→ MATERIAL FOR THIS TASK:

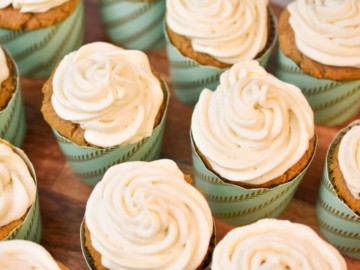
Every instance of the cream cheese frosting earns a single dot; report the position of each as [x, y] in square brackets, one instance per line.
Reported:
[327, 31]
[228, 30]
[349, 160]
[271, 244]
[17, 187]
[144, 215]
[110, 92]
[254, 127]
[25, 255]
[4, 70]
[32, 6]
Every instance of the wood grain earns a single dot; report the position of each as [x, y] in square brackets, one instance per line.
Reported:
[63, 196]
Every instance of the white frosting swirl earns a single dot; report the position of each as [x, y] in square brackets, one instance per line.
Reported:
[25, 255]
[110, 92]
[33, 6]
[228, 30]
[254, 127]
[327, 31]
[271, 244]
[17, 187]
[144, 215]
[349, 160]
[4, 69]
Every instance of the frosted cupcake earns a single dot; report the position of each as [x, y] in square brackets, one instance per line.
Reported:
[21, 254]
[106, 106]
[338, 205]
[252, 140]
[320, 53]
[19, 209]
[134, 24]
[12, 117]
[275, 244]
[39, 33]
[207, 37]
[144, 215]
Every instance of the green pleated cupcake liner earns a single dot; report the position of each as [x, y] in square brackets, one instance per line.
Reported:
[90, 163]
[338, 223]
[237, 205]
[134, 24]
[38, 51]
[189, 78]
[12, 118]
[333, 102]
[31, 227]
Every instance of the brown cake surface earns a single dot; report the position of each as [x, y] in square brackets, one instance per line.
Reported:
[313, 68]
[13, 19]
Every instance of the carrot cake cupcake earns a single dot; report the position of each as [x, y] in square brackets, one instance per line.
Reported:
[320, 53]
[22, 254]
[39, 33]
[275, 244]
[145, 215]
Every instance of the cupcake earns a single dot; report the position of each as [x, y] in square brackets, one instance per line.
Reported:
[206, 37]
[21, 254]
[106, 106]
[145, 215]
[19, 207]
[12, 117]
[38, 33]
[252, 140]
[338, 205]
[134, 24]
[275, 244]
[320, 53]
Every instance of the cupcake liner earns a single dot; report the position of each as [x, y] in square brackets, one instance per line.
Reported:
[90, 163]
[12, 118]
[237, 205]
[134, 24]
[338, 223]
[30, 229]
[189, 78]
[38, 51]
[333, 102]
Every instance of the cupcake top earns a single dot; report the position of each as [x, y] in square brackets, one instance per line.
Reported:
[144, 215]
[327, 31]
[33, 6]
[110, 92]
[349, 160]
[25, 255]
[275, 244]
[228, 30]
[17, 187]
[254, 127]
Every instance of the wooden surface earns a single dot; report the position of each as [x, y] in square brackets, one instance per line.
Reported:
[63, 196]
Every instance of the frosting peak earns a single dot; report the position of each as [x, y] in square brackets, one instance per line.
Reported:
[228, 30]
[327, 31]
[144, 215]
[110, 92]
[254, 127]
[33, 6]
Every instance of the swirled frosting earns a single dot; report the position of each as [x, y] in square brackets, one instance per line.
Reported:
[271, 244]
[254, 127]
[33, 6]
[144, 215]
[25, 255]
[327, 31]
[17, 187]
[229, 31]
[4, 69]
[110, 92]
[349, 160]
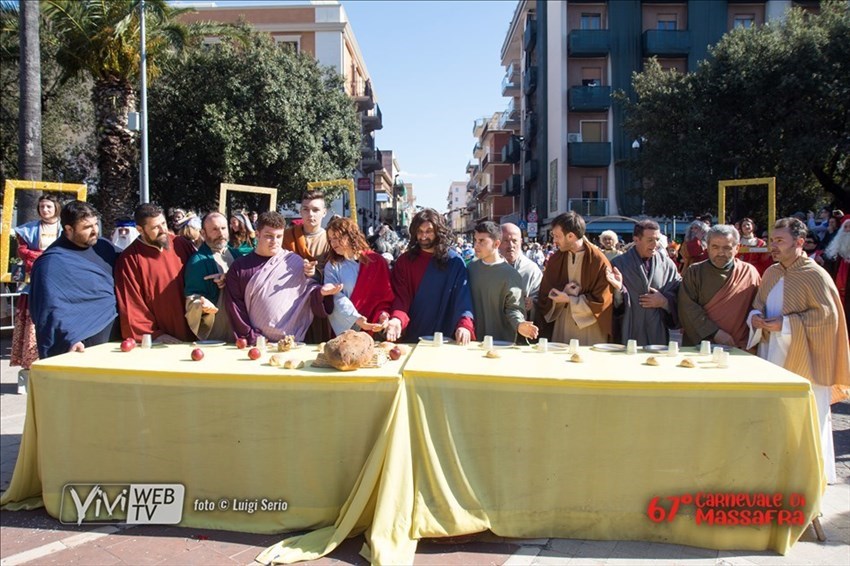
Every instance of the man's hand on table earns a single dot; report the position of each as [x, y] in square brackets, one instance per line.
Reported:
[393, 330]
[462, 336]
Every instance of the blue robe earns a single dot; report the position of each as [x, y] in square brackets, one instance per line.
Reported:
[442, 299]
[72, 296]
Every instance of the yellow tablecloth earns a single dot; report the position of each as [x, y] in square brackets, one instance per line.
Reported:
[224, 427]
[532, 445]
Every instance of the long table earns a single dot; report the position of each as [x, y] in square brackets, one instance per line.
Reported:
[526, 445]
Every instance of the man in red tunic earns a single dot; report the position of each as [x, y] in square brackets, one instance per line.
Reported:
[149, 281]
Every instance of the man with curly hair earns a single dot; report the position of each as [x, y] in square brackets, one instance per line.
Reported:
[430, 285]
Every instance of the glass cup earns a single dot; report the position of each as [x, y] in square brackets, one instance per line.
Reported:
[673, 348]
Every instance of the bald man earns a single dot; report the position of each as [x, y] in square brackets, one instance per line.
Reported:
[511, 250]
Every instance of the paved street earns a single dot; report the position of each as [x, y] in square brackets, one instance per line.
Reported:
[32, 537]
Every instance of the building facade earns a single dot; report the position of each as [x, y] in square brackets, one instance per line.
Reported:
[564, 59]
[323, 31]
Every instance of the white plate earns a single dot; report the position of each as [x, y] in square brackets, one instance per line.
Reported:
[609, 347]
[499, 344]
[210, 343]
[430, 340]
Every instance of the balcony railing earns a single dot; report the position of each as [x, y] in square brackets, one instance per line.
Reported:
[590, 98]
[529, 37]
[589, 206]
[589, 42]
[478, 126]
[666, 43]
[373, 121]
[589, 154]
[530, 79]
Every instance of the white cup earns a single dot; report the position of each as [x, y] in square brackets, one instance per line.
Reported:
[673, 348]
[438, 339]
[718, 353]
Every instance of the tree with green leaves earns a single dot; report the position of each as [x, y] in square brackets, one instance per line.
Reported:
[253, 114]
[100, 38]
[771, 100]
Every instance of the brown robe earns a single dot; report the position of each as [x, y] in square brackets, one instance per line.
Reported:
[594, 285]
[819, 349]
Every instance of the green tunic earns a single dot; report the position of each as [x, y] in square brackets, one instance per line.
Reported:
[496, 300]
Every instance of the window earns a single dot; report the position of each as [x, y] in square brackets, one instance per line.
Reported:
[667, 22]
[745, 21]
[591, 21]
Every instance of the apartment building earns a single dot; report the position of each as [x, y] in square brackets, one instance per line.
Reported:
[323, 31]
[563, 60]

→ DIRECTIONS:
Arrange the rows above as a two-column CSV with the header instruction,points and one CSV line per row. Put each row's text in the instruction column and its reported coordinates in the points column. Enclose each field in quotes, turn line breaks into spaces, and leave out the pictures.

→ EXERCISE RESULT:
instruction,points
"Every instance of the cream cheese frosting earns a single dot; report the position of each as [x, y] in square brackets, one instance per line. Reported:","[327, 31] [228, 30] [349, 160] [271, 244] [17, 187] [144, 215] [110, 92] [254, 127] [25, 255] [4, 70] [32, 6]"
"Every instance of the wood grain earns a single dot; report the position of each as [x, y] in square brackets, one instance per line. Reported:","[63, 196]"
"Every instance of the white frosting swirl earns a single dot; report the position of each as [x, y] in square brackets, one instance per line. Reported:","[25, 255] [110, 92] [33, 6] [228, 30] [254, 127] [327, 31] [271, 244] [17, 187] [144, 215] [349, 160] [4, 69]"
"Every instance of the frosted cupcake earns a single dot; report the position of each as [x, y] in square brackets, one instance per line. Reported:","[21, 254] [106, 106] [338, 205] [252, 140] [320, 53] [19, 209] [134, 24] [12, 117] [275, 244] [39, 33] [207, 37] [144, 215]"
"Every instance of the green pleated cupcake liner earns a single dot; report the position of each as [x, y] in square brackets, one instance per line. Reported:","[90, 163] [338, 223] [237, 205] [134, 24] [38, 51] [189, 78] [12, 118] [333, 102] [31, 227]"
"Every instance of the brown cake surface earns a single dot; report the position of each as [x, y] in square brackets, one instance per line. Reported:","[313, 68] [13, 19]"
"Every instance of the carrot cake cupcake earns a single dot; report the position of each as [x, y] in square brackets, one instance per line. Reported:","[320, 53] [22, 254] [39, 33] [275, 244] [145, 215]"
"Every instance of the cupcake earns a single dot; report the position of each as [x, y] in square brackets, one instance per line. Reported:","[206, 37] [21, 254] [106, 106] [145, 215] [19, 207] [12, 117] [38, 33] [252, 140] [338, 205] [134, 24] [275, 244] [320, 53]"
"Every instance of the cupcake liner earns a single dot; report the position of each as [x, y] in square brackets, one instance per line. Reported:","[90, 163] [12, 118] [237, 205] [134, 24] [338, 223] [30, 229] [189, 78] [38, 51] [333, 102]"
"Every instance of the cupcake top earns a single dot; report the position of each as [x, y] in square brackets, one instance per line. Reported:","[144, 215] [327, 31] [33, 6] [110, 92] [349, 160] [25, 255] [275, 244] [228, 30] [17, 187] [254, 127]"
"Every instance of the wooden surface earns a single dot; report the position of each as [x, y] in square brackets, one instance per line. Reported:","[63, 196]"
"Every instance of the frosting peak earns a single dot; report the position of each as [x, y] in square brackets, one instance per line. Reported:","[228, 30] [327, 31] [144, 215] [110, 92] [254, 127] [33, 6]"
"Every instance of the swirled frosting earns a single dot; report the position of each as [x, y] in square brackets, one instance per line. Reported:","[271, 244] [254, 127] [33, 6] [144, 215] [25, 255] [327, 31] [17, 187] [229, 31] [4, 69] [110, 92] [349, 160]"
"Every instance of the man's hand on table earns a single dot; report the position of each as [x, y] in square brackets, one instance per line. Reported:","[393, 330] [462, 336]"
"Every instance of the blue robe earns a single dot; report the position of each as [x, y] in square brackets, one instance per line. Reported:","[442, 299] [72, 296]"
"Every instance of the yellow tablecloth earns a single dot; report the position of each as [x, y] in square brackets, one instance per line. Reported:","[224, 427] [532, 445]"
"Every instance of the long table earns a single dot; report the position of each as [x, y] in square brackets, one instance per line. Reported:","[526, 445]"
"Every instance of the man in red tunic earns a single dot; report the position of each as [x, y] in square brackets, one instance per line. Reported:","[149, 281]"
"Every instance of the man with curly hair earns a single dot; report the position of each as [x, y] in square brackets, one instance per line. Reported:","[430, 285]"
"Every instance of the glass cup earns a single dot; report the position of each as [x, y] in square brackets, one instance per line. Reported:","[673, 348]"
"Every instance of the bald man earns a single dot; report the position of each as [x, y] in square brackets, one instance per line. Reported:","[511, 250]"
"Every instance of the paved street earns a single dot; report the position of each as [x, y] in square brackets, one instance per line. Reported:","[32, 537]"
"Every instance of the building facade earns a single dot; report the position of each as [x, y] in square brackets, one instance per line. Reported:","[564, 59] [323, 31]"
"Every instance of the white plate earns a single dot; report the position of each as [x, y] in square brackets, one instance per line. Reported:","[609, 347] [499, 344] [210, 343] [430, 340]"
"Every instance of the balcony railing earns a single dot; report the position of each as [x, y] in square brackets, one instance per line. Reported:","[590, 98] [529, 37] [589, 206] [589, 42] [478, 126] [666, 43] [373, 121] [589, 154] [530, 79]"
"Every instance of the white cup earns a single dot; report the position of each as [x, y] in square brackets, one instance per line. Reported:","[673, 348] [438, 339] [718, 353]"
"Every instance of the tree with green leaves earns a single dot; report the position of each as [x, y] in square brackets, one instance per line. Reported:","[253, 114] [100, 38] [771, 100]"
"Every instance of the brown robe earns a single dot; report the position of each as [x, y] in square brackets, one instance per line. Reported:","[594, 285] [819, 349]"
"Every instance of the green tunic earns a single dot; report the position of each as [x, y] in square brackets, one instance per line. Reported:","[496, 300]"
"Every instance of the window earns a single dot; report the position of each as [x, y] in square brackets, one instance per line. Reported:","[667, 22] [745, 21] [591, 21]"
"Every instance of the apartment building earns a single dot; report the position of each as [x, y] in square brackets, one instance per line. Reported:","[323, 31] [563, 60]"